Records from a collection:
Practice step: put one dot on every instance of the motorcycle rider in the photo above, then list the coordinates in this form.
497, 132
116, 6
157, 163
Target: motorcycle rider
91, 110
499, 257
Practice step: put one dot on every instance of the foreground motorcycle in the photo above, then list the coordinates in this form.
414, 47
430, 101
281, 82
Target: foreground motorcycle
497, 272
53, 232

* * *

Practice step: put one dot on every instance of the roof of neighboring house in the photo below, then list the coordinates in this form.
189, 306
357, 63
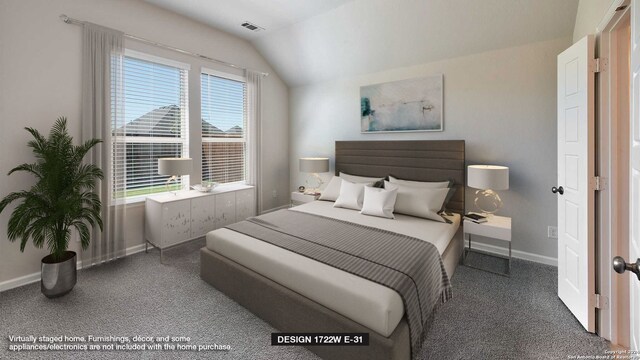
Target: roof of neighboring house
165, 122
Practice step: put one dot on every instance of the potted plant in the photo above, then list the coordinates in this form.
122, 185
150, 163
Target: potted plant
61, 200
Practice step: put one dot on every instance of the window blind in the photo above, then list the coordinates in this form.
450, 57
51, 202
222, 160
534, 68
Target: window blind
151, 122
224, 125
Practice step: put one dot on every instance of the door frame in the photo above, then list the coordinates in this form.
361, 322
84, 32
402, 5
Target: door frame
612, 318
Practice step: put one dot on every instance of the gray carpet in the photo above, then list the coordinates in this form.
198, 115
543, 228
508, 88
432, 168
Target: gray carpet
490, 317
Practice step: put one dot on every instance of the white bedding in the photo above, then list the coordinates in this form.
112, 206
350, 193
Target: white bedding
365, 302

What is expected: Find every line of the data that includes the string "above". Copy each of those lines.

Written solution:
Practice step: put one dot on every instance of the motorcycle rider in the photo above, then list the coordinates in this form.
Practice step: put one dot on every instance of the foreground motorcycle in the photo above, then list the coordinates in this form.
Practice step: put one dot on every instance of the potted plant in the photo above, then list the coordinates in this form.
Practice step: put one dot on every instance of the window blind in the photo above, then list the coordinates in this form.
Practice step: put one dot on every instance of the door frame in the photo above, then list the coordinates in this form.
Practice step: put one dot on every instance of the gray carpet in the photo above, then list the coordinates in this form.
Practice step: put one dot on every instance of the white bedding in the photo above, then list the coordinates in this form.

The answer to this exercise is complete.